> Set exercise: Copy out, character for character, the part of the listing below that opens with the line containing "the woman's arm" and closes with the line containing "the man's nose", including both of those lines.

> Supplied information:
**********

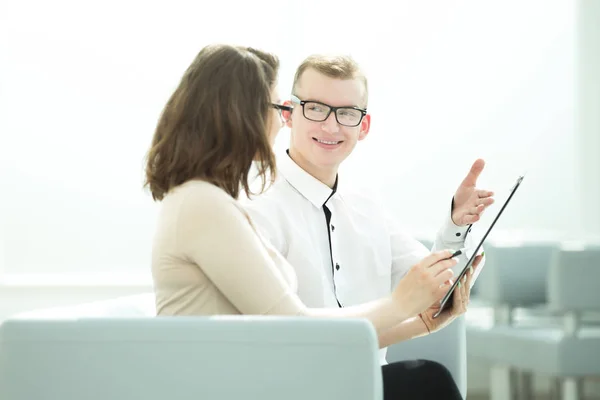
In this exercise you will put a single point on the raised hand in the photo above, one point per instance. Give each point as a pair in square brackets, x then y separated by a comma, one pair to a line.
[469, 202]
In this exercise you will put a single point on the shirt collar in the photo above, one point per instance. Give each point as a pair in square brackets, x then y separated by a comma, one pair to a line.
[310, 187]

**********

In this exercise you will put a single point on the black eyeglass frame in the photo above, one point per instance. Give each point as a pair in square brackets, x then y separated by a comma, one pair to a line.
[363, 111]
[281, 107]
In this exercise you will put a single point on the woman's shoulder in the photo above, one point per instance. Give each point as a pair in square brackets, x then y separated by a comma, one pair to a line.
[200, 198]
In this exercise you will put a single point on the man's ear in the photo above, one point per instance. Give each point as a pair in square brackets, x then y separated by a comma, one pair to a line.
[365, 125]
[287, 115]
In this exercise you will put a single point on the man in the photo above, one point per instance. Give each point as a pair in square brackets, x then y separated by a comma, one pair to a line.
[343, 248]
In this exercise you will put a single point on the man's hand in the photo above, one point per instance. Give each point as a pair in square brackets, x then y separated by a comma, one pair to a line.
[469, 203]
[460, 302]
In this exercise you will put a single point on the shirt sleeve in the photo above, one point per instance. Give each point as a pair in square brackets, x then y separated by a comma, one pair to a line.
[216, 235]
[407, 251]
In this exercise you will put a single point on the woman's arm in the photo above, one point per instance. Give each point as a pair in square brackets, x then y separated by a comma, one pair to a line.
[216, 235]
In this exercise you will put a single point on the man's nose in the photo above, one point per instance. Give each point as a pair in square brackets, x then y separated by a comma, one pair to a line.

**********

> Complete output:
In this exercise you will put a single point on the woman's arm in the photo above, one point per instance. Give each point as a pair in square brackets, x then y separated by a comma, one pair to a line.
[216, 235]
In this exercise you will put a single point on the man's nose in the photo above, one point per instance. Give each point as a pair in square brackets, x then y separated by a comma, one pair to a line.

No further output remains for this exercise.